# EXERCISE BRIEF:
Extract all records. Keep each one exact.

# GIVEN DATA:
^^^^
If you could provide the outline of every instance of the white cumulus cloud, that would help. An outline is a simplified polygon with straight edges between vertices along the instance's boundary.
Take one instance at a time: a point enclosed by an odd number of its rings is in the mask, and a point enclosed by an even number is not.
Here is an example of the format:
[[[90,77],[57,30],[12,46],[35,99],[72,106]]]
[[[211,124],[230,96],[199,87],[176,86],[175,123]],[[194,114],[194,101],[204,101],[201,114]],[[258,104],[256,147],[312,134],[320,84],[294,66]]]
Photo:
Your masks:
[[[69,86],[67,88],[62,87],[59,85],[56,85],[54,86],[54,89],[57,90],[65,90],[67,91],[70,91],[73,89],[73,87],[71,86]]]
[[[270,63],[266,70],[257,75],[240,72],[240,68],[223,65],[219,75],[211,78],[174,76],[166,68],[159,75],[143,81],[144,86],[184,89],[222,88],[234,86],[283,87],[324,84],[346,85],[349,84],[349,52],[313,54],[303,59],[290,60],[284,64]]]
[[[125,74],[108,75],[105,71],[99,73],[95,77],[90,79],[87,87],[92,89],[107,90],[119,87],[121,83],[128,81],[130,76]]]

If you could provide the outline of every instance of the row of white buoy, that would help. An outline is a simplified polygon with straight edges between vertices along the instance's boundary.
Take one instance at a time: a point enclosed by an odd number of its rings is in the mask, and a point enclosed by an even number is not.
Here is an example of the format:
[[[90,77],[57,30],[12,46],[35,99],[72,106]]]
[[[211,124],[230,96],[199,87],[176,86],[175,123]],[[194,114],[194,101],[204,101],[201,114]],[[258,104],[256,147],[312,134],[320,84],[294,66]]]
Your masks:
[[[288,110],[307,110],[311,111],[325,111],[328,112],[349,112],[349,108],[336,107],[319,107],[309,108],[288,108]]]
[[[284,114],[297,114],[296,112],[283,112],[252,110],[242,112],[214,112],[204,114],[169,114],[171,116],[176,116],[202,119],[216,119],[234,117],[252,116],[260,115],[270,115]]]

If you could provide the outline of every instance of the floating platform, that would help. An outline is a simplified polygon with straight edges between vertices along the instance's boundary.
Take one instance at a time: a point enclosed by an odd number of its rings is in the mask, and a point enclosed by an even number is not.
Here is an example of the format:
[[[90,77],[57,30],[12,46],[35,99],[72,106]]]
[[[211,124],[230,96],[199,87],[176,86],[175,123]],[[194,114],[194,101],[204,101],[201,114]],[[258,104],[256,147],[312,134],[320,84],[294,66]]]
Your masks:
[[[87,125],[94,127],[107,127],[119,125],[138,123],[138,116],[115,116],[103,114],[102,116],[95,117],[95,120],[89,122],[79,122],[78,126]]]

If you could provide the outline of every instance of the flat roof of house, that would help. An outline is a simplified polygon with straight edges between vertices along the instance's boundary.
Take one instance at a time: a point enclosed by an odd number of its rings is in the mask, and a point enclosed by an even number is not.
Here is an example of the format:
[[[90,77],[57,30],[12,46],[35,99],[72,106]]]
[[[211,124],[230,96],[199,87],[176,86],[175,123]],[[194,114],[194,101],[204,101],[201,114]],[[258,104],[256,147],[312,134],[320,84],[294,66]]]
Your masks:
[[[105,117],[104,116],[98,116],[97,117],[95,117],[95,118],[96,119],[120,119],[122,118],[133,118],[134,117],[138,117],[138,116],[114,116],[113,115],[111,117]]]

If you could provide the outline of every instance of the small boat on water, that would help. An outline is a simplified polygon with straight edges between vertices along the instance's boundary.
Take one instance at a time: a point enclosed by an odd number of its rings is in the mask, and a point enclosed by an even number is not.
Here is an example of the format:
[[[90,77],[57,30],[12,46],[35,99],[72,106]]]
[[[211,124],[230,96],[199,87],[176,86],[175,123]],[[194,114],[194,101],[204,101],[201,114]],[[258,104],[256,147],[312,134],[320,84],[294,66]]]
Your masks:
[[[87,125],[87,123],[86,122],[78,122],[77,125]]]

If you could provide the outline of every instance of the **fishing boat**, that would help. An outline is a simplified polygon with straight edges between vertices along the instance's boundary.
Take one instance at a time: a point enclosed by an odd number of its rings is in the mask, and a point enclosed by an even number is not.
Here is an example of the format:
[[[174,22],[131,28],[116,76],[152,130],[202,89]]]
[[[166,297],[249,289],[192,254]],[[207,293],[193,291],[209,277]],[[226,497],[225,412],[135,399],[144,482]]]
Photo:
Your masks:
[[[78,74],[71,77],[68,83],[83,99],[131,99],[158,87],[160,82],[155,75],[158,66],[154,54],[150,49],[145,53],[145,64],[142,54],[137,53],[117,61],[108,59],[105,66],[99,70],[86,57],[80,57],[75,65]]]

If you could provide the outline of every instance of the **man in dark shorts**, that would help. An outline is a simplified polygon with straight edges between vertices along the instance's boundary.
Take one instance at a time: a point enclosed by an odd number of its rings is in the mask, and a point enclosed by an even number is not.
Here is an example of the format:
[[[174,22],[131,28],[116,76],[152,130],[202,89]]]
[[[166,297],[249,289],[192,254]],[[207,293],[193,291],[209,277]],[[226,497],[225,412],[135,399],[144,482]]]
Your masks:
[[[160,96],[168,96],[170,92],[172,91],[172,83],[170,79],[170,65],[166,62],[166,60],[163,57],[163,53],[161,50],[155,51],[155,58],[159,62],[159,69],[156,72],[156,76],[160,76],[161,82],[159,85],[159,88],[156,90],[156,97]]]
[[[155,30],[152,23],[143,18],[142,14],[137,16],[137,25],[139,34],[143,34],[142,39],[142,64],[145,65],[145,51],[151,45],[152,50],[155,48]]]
^^^^
# THE SOLUTION:
If you could provide the outline of every instance of the white cumulus cloud, that would help. An outline is a simplified polygon with straight edges between vertices along the instance's boundary.
Take one instance at a time: a point enclosed by an odd number of its rings is in the mask, and a point enclosed by an even number is not.
Here is an example of the format:
[[[90,77],[57,30],[12,46],[35,99],[72,106]]]
[[[211,124],[230,96],[199,87],[176,86],[175,123]],[[194,114],[194,101],[204,101],[201,114]],[[258,104],[256,147],[312,134],[320,84],[294,66]]]
Photo:
Your masks:
[[[69,86],[67,88],[62,87],[59,85],[56,85],[54,86],[54,89],[57,90],[65,90],[67,91],[70,91],[73,89],[73,87],[71,86]]]
[[[270,63],[266,70],[257,75],[240,72],[240,68],[223,65],[219,75],[211,78],[174,76],[166,68],[159,75],[143,81],[144,86],[184,89],[222,88],[234,86],[283,87],[324,84],[346,85],[349,84],[349,52],[313,54],[303,59],[290,60],[284,64]]]
[[[125,74],[108,75],[105,71],[99,73],[95,77],[90,79],[87,87],[92,89],[107,90],[119,87],[121,83],[128,81],[130,76]]]

If you could provide the outline of every instance of the row of white buoy, that would help. An outline is a simplified polygon with straight edges between vertices along the instance's boundary.
Take one instance at a time: a point enclosed by an odd number of its rings is in the mask, and a point enclosed by an even number is not.
Here is an example of the format:
[[[90,77],[57,30],[12,46],[35,99],[72,106]]]
[[[211,124],[230,96],[199,87],[176,86],[175,123]],[[194,114],[194,101],[204,101],[201,114]],[[258,104],[256,147],[312,134],[320,84],[294,66]]]
Your masks:
[[[288,110],[307,110],[311,111],[325,111],[328,112],[349,112],[349,108],[336,107],[319,107],[309,108],[288,108]]]
[[[284,114],[297,114],[296,112],[283,112],[252,110],[242,112],[214,112],[204,114],[169,114],[171,116],[176,116],[202,119],[216,119],[234,117],[252,116],[260,115],[270,115]]]

If you could provide the outline of every instance of the floating platform, that would help. An outline is a simplified polygon with straight edges between vertices along the instance's boundary.
Take one instance at a time: a point enclosed by an odd number of its rings is in the mask, and a point enclosed by an even number is not.
Here is an example of the format:
[[[90,77],[57,30],[12,46],[35,99],[72,106]]]
[[[211,124],[230,96],[199,87],[176,86],[175,123]],[[194,114],[194,101],[204,101],[201,114]],[[258,104],[256,147],[312,134],[320,84],[294,66]]]
Your masks:
[[[87,125],[94,127],[107,127],[119,125],[138,123],[138,116],[115,116],[103,114],[102,116],[95,117],[95,120],[89,122],[79,122],[78,126]]]

If you could provide the outline of every instance of the flat roof of house, that would help. An outline is a simplified polygon with straight edges between vertices along the instance's boundary.
Take one instance at a time: a point enclosed by an odd number of its rings is in the mask, and a point enclosed by an even number is not.
Here is an example of the format:
[[[90,77],[57,30],[12,46],[35,99],[72,106]]]
[[[211,124],[230,96],[199,87],[176,86],[175,123]],[[194,114],[194,101],[204,101],[201,114]],[[258,104],[256,147],[312,134],[320,84],[294,66]]]
Your masks:
[[[105,117],[104,116],[98,116],[97,117],[95,117],[95,118],[96,119],[120,119],[122,118],[133,118],[134,117],[138,117],[138,116],[114,116],[113,115],[111,117]]]

If you could provide the outline of every instance of the small boat on water, that would help. An outline is a simplified polygon with straight edges between vertices along the instance's boundary.
Take one instance at a time: a point enclosed by an odd number of its rings is in the mask, and a point enclosed by an even number is not.
Here is an example of the format:
[[[90,77],[57,30],[12,46],[35,99],[72,106]]]
[[[211,124],[230,96],[199,87],[176,86],[175,123]],[[194,114],[194,101],[204,101],[201,114]],[[258,104],[256,147],[312,134],[320,84],[294,66]]]
Your masks:
[[[87,125],[87,123],[86,122],[78,122],[77,125]]]

If you could provide the outline of every instance of the **fishing boat**, that would help. An outline is a simplified polygon with straight edges between vertices along the instance's boundary.
Take one instance at a time: a point enclosed by an odd number of its rings is in the mask, and a point enclosed by an even number is not.
Here is an example of the format:
[[[174,22],[131,28],[116,76],[152,130],[202,89]]]
[[[166,297],[249,289],[192,254]],[[207,293],[193,291],[209,277]],[[226,497],[225,412],[135,399],[144,482]]]
Photo:
Your masks:
[[[78,74],[71,77],[68,83],[83,99],[131,99],[158,87],[160,82],[155,75],[158,66],[154,54],[150,49],[145,53],[145,64],[142,54],[137,53],[117,61],[108,59],[105,66],[99,70],[86,57],[80,57],[75,65]]]

If you could provide the outline of every instance of the **man in dark shorts**, that would help. An outline is a simplified polygon with straight edges between vertices along the instance's boundary.
Take one instance at a time: a point enclosed by an odd number of its rings is in the mask, and a point enclosed by an even number is not.
Here is an example of the format:
[[[174,22],[131,28],[116,76],[152,130],[202,89]]]
[[[166,297],[249,289],[192,254]],[[207,293],[193,291],[209,277]],[[226,497],[225,412],[135,399],[144,482]]]
Your masks:
[[[160,96],[168,96],[170,92],[172,91],[172,83],[170,79],[170,65],[166,62],[166,60],[163,57],[163,53],[161,50],[155,51],[155,58],[159,62],[159,69],[156,72],[156,76],[160,76],[161,82],[159,85],[159,88],[156,90],[156,97]]]
[[[155,30],[152,23],[143,18],[142,14],[137,16],[137,25],[139,34],[143,34],[142,39],[142,64],[145,65],[145,51],[151,45],[152,50],[155,48]]]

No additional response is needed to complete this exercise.